WORK ORDER 1
For each statement (a), (b), and (c), state whether it agrees with the Red Cross article. Answer yes or no, and quote the words from the article that decide it.
(a) About 90% of the houses in Maya were destroyed.
(b) The woman's husband brought her to the clinic.
(c) The ambulance service to the larger hospital in Cebu city was free.
WORK ORDER 2
Repeat the stretch of the Red Cross article from "The hospital doctor had" through "hospital medical expenses.", keeping every word unchanged.
WORK ORDER 3
List every national Red Cross society that the Red Cross article names.

TEXT PROVIDED
[Start of section]

Japanese Red Cross medical team addresses the fragility brought by poverty
A country’s or community’s health services are under the most stress when they are most urgently needed.
Such was the situation when Typhoon Haiyan swept across the Philippines in November causing a vast swath of death and destruction, and members of the Japanese Red Cross Emergency Response Unit joined by team members from Australian Red Cross, French Red Cross and Hong Kong Red Cross were deployed to help survivors.
The dilemma was highlighted in Maya Barangay, Daanbantayan District, located in Northern Cebu. The violent winds virtually flattened the village—90% of houses were destroyed. No one was killed and Maya is beginning the long job of reconstruction. But the region’s high poverty rate and its fragile medical infrastructure pose a challenge to what the ERU can contribute to the community.
One morning a 25-year-old woman was brought into the clinic by her young cousin, six days after giving birth to her fourth child. Her legs, ankles, hands and waist were swollen. She had a high fever and difficulty in breathing.
Aleth Abidine, a French Red Cross doctor said her life was in danger because she was suffering from a post-partum infection, hypertension and low blood oxygen.
However, she refused to go to a district hospital. Even though there is a system to reimburse medical expenses for the poor, the transportation fee of 60 Philippine Pesos (1 US dollar) was too expensive and no one could take care of her baby while she was away.
Team members had almost given up trying to persuade her when her husband, who did not show up at the clinic, finally agreed to send her to a hospital. Eventually, members of the Japanese ERU team gave her a ride to the hospital, but acknowledging that she could have died but for this unusual intervention, they reaffirmed the necessity of an educational programme to decrease the cases of preventable diseases.
The Japanese team implemented a community health program in conjunction with a mobile clinic, working closely with local midwives and barangay (commune) health workers to enhance their training and knowledge and provide necessary information.
Hypertension, early and young delivery of babies and unhealthy diets are among the most common problems in Daanbanyatan District, which has 20 barangays, and midwives are on the frontlines of the health system.
Each barangay has a midwife who is available for consultations free of charge and provide guidance on family planning, immunization, health check-ups and appropriate medical care.
Says Dr. Kevin Hung of the Hong Kong Red Cross, in charge of the community based health program: “Each barangay has a different problem so thorough assessment is indispensable. I don't want to create a situation where (midwives and patients) come to rely too heavily on external support” so the visiting medical staff has to be careful in what kind of help it provides.
Three days later, doctor Aleth and Philippine Red Cross volunteer Wilinda headed to the hospital to see the referred patient and were confronted with new problems.
No hospital beds were available. She was sitting on a wooden bench receiving an intravenous drip but there were no pillows or sheets. One doctor was on duty and 3-4 nurses manned the registration desk. In the Philippines the ratio of nurses to patients is one in sixty.
The patient had suffered a stroke overnight and had a high fever and numbness in her left side and face.
The hospital doctor had suggested she transfer to another, larger hospital in Cebu city, but though the ambulance service was free, the patient was concerned with further hospital expenses and refused to go or take her medicine.
The hospital doctor eventually assured the Red Cross officials the patient could stay until at least her blood pressure was stabilized and she might be included in a charity program which would cover hospital medical expenses.
Dr. Satoko Otsu, team leader of JRCS ERU says: “we are here for only a few months. We cannot leave them a hospital with doctors or nurses. That is why we put emphasis on the community health programme, and our assistance can be shared by the local communities.”

[End of section]

RECORD EXTRACTS

[Start of section]

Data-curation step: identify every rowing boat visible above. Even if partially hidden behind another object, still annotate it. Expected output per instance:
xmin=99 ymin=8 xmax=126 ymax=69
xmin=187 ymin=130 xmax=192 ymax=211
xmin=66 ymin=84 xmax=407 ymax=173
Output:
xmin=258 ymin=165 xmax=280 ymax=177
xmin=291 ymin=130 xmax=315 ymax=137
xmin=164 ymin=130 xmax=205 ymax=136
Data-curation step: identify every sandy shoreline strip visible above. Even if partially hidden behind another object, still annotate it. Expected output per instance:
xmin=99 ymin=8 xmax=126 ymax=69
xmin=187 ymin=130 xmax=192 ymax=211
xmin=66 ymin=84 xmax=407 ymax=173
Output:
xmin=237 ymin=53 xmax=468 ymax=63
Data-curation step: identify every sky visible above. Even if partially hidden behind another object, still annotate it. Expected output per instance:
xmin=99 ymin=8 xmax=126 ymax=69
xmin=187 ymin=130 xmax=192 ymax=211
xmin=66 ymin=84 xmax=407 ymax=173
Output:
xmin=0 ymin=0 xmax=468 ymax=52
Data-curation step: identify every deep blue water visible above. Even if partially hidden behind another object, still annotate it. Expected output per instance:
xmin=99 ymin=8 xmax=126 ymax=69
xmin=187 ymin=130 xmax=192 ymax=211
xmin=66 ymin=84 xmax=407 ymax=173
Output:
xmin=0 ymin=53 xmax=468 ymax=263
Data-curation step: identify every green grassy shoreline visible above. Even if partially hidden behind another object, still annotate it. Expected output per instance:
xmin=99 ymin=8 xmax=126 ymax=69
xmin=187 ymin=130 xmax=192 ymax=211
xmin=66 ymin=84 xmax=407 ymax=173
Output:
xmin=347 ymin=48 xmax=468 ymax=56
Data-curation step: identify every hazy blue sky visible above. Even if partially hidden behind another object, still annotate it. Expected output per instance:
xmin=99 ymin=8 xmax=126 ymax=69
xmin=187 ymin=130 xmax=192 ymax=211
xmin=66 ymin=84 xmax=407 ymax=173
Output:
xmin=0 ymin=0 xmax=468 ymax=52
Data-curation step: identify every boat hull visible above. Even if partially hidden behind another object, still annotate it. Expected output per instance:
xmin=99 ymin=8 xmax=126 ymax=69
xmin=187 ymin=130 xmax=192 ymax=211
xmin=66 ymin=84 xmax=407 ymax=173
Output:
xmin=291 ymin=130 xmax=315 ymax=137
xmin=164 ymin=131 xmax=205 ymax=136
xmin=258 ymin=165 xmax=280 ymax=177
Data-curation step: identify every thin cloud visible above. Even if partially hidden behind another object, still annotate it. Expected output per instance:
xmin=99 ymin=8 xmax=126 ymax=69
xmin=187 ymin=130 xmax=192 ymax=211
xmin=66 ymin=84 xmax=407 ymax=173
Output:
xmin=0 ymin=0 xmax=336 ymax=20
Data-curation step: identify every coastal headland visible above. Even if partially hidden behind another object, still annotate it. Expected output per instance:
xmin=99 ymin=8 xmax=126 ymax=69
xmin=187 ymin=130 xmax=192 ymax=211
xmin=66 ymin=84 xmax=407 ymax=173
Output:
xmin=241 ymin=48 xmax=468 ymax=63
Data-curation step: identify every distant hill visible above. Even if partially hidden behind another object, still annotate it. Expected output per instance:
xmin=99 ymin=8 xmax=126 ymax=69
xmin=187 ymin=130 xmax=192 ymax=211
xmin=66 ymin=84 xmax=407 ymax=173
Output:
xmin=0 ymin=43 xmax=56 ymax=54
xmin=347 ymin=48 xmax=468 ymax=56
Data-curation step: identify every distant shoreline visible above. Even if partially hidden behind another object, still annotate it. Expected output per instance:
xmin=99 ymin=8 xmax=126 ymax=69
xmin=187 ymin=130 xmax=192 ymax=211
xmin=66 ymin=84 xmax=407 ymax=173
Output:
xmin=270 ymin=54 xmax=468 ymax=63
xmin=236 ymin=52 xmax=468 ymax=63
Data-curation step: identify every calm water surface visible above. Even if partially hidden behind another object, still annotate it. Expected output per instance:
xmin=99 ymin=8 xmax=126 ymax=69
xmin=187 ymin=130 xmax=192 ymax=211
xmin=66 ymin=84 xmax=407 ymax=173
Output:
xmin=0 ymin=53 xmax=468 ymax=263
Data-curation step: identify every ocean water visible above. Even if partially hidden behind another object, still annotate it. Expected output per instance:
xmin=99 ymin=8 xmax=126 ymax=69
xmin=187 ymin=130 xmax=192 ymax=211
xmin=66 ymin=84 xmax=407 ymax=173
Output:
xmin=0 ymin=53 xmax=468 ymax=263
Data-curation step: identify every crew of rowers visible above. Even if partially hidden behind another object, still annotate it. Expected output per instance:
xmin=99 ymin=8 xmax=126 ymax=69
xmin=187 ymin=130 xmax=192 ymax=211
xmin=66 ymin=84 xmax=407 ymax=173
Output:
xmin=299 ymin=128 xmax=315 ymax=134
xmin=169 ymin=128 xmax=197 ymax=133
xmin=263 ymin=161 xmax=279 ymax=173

[End of section]
[Start of section]

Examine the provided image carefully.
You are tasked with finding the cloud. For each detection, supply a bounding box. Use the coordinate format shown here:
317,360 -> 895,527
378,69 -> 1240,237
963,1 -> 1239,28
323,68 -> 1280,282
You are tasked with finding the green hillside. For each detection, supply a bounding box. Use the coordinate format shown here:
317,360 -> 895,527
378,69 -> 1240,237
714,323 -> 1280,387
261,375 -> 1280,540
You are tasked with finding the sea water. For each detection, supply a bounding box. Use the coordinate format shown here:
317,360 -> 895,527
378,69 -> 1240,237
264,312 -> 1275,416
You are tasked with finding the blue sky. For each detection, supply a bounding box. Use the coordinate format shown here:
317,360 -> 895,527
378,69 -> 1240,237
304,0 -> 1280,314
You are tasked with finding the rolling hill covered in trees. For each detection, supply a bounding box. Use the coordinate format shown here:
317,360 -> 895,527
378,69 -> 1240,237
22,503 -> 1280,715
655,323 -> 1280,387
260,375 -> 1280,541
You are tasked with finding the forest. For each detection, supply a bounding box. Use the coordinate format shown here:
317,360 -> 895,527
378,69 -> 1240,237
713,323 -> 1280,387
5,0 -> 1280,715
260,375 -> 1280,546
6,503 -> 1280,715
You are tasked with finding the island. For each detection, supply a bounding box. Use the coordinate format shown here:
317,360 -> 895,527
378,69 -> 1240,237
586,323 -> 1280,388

[End of section]

EXERCISE ANSWER 1
(a) Yes: "90% of houses were destroyed."
(b) No: "a 25-year-old woman was brought into the clinic by her young cousin" and "her husband, who did not show up at the clinic."
(c) Yes: "though the ambulance service was free."

EXERCISE ANSWER 2
The hospital doctor had suggested she transfer to another, larger hospital in Cebu city, but though the ambulance service was free, the patient was concerned with further hospital expenses and refused to go or take her medicine.
The hospital doctor eventually assured the Red Cross officials the patient could stay until at least her blood pressure was stabilized and she might be included in a charity program which would cover hospital medical expenses.

EXERCISE ANSWER 3
Japanese Red Cross
Australian Red Cross
French Red Cross
Hong Kong Red Cross
Philippine Red Cross